| EXTRAIT DU DOCUMENT |
◇ ◇ ◇ ◇
Friedensreich Hundertwasser, 1928-2000. Autriche

Artiste, architecte et écologiste



« La spirale est exactement là où la matière inanimée se transforme en vie. »


Friedensreich Hundertwasser, de son véritable nom Friedrich Stowasser, est un artiste autrichien né à Vienne. Ayant perdu très jeune son père (1928), il est élevé par sa mère. Ses premiers dessins datent de 1934, il a 6 ans. Ceux-ci s’annoncent déjà très prometteurs. Sa mère l’oriente vers des études classiques que la seconde guerre mondiale interrompt.

En 1943, 69 membres juifs de sa famille maternelle, parmi lesquels sa tante et sa grand-mère, sont déportés et tués.

En 1948, il entre à l’académie des Beaux-Arts de Vienne pour y apprendre les techniques de base du dessin. Il y reviendra en tant que professeur en 1981.

Ses innombrables voyages à travers le monde lui permettent de découvrir les tendances très diverses de l’art moderne et contemporain, pourtant on ne peut pas vraiment le rattacher à aucun groupe ou un courant. Même s’il débute comme peintre, on décèle dès le départ, dans ses tableaux son attrait pour l’architecture.
◇ ◇ ◇ ◇
| LIGNES DE DONNÉES |
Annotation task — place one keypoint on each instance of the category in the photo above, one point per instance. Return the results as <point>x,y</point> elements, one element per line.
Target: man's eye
◇ ◇ ◇ ◇
| TRAVAIL À RÉALISER |
Reprenez le passage de l'extrait consacré à Hundertwasser commençant par « Friedensreich Hundertwasser, 1928-2000. » et se terminant par « professeur en 1981. », en remplaçant « Vienne » par « Wien ».

| RÉPONSE AU PROBLÈME |
Friedensreich Hundertwasser, 1928-2000. Autriche

Artiste, architecte et écologiste



« La spirale est exactement là où la matière inanimée se transforme en vie. »


Friedensreich Hundertwasser, de son véritable nom Friedrich Stowasser, est un artiste autrichien né à Wien. Ayant perdu très jeune son père (1928), il est élevé par sa mère. Ses premiers dessins datent de 1934, il a 6 ans. Ceux-ci s’annoncent déjà très prometteurs. Sa mère l’oriente vers des études classiques que la seconde guerre mondiale interrompt.

En 1943, 69 membres juifs de sa famille maternelle, parmi lesquels sa tante et sa grand-mère, sont déportés et tués.

En 1948, il entre à l’académie des Beaux-Arts de Wien pour y apprendre les techniques de base du dessin. Il y reviendra en tant que professeur en 1981.